*Given exercise*: Write out the records below again, replacing "yellow leaf" with "green leaf" and leaving everything else unchanged. Leave out the pictures.

*Dataset records about object locations*:
------------------------------
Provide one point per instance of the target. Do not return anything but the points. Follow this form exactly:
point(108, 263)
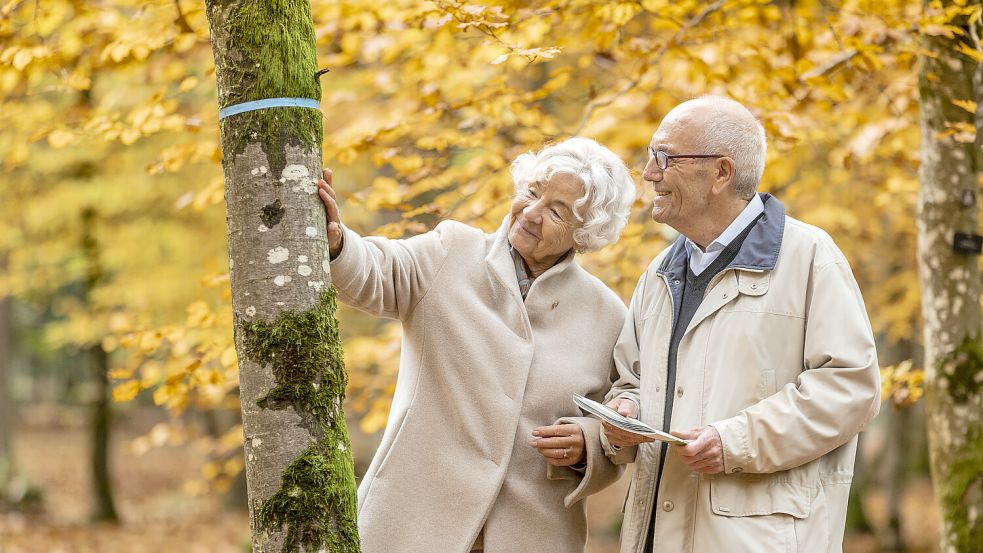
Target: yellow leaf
point(126, 391)
point(188, 84)
point(971, 52)
point(121, 374)
point(60, 138)
point(968, 105)
point(22, 58)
------------------------------
*The response*:
Provide one point per instance of the target. Do not return anything but the points. Follow this form exactly:
point(108, 263)
Target: green leaf
point(126, 391)
point(188, 84)
point(971, 52)
point(121, 374)
point(60, 138)
point(968, 105)
point(22, 58)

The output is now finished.